▶ **Exercise goal**: Pick up the review of Charles C. Mann's 1493 below from its last sentence and keep writing it.

▶ **Study text**:
1493: Uncovering the New World Columbus Created
1493: Uncovering the New World Columbus Created, by Charles C. Mann
Few could disagree that the speed and breadth of the coronavirus pandemic in 2020 is enabled by global economies and international travel. With economies suffering—and our own wallets—it’s easy to imagine the problems we face are new: globalization has gone too far and runs amuck, the pandemic as an expression of mother nature “fighting back” and “restoring balance.” Many find the situation so unbelievable, they turn to conspiracy theories for comfort and clarity, and a sense of belonging.
Better, instead, to turn to Mann’s 1493. It is a rollercoaster recounting of the impact of what is now called the Columbian Exchange: globalization version 1.0, the worldwide network of economic, cultural, environmental, and epidemiological exchange, which ranges from Portugal and Spain through Peru and the east coast of the states through to the Philippines, China, and South Asia.
You’ll be enthralled at the impact of the Peruvian potato, which saves millions in Europe from starvation towards the end of the little ice age, and inspires ecological and geological collapse in China, as vast territories are leveled for sweet potato crops, even as monoculture planting (not a thing in Peru) causes blight to spread across Europe. You’ll be immersed in the first great cities of the world, from the 1200s to 1500s, across China, its gateway, Manila; Mexico City, and Peru, largely the source of silver China desperately needed and which eventually collapses the Spanish crown due to oversupply. And all along, the unintended consequences — earthworms brought from England to the states, yellow fever and malaria from Africa to the Americas, and smallpox to native populations everywhere.

▶ **Recorded information**:
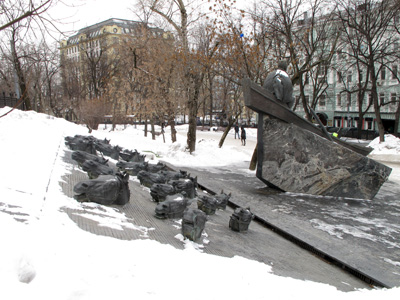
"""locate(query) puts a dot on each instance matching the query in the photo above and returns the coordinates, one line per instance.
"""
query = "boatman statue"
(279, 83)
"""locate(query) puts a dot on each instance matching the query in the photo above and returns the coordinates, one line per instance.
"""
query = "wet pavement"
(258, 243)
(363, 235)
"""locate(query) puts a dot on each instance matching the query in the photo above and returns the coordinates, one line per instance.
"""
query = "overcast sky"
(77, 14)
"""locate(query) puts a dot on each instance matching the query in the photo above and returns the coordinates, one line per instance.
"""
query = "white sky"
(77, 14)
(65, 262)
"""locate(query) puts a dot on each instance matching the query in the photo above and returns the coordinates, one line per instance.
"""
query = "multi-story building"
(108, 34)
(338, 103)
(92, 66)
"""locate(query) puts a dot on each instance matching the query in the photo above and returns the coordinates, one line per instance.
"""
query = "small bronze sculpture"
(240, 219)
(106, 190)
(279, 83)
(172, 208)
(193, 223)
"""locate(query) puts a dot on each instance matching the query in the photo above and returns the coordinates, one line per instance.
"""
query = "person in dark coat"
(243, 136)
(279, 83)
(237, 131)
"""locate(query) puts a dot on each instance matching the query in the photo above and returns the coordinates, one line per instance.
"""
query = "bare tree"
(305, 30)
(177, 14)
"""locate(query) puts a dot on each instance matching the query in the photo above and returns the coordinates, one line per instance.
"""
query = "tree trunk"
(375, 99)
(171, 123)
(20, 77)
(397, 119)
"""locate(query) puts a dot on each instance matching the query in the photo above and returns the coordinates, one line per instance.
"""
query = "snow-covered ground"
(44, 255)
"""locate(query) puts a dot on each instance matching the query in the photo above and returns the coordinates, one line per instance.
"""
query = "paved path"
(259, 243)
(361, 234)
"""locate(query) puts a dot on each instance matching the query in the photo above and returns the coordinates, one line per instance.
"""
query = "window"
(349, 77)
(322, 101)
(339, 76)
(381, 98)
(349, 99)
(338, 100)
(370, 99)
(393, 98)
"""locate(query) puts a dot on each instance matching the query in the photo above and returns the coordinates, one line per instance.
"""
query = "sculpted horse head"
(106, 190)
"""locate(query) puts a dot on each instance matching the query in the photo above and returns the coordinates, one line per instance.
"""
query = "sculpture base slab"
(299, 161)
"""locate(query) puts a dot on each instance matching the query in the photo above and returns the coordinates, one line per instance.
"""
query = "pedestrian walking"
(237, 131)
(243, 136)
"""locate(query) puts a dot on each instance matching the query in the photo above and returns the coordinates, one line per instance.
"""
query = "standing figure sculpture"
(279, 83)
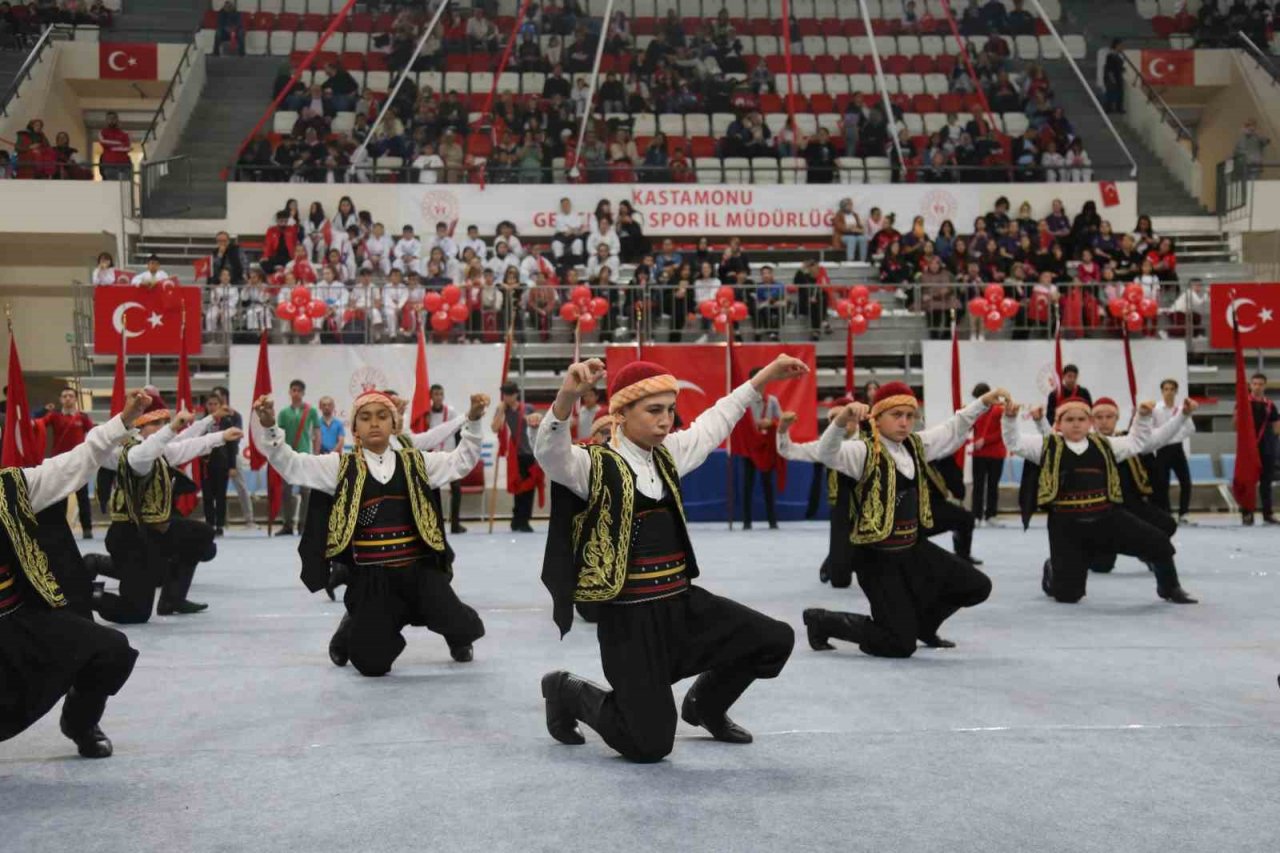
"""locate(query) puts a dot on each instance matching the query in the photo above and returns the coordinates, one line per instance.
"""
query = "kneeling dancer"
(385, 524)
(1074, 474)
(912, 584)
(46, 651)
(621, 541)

▶ **Response box**:
And, the human stories — or, more typically, the inhuman stories, of African slavery driven by malarial resistant labor in the states to supply Europe with tobacco and sugar, a taste fairly newly acquired from the Silk Road; of ongoing wars inspired by power, greed, and religions, of the complex delineation of races and classes created by the Spanish in Mexico, as native populations, the Spanish, Africans, and Asians mixed together.
It’s the kind of book that lays bare this fact: globalization is not new. A retreat to our own backyard garden is in fact a celebration of this, with eggplants from South Asia, carrots from Europe, bell peppers, and corn from Mesoamerica. We are, already, thoroughly interdependent, enmeshed, and global, and we have been for nearly 800 years. Given that — and given our sorry histories — we can start to ask: how should we act, in ways beneficial to our ecologies, our economics, and ourselves as both regional and global citizens? Again, Mann points towards interesting case studies: in the Amazon, sorting out land ownership and economies built on healthy and diverse ecologies of plants from around the world. In Manila, with regional farmers growing a diversity of rice and crops from every corner of the earth.
On the whole, a fun and fascinating read. Highly recommended.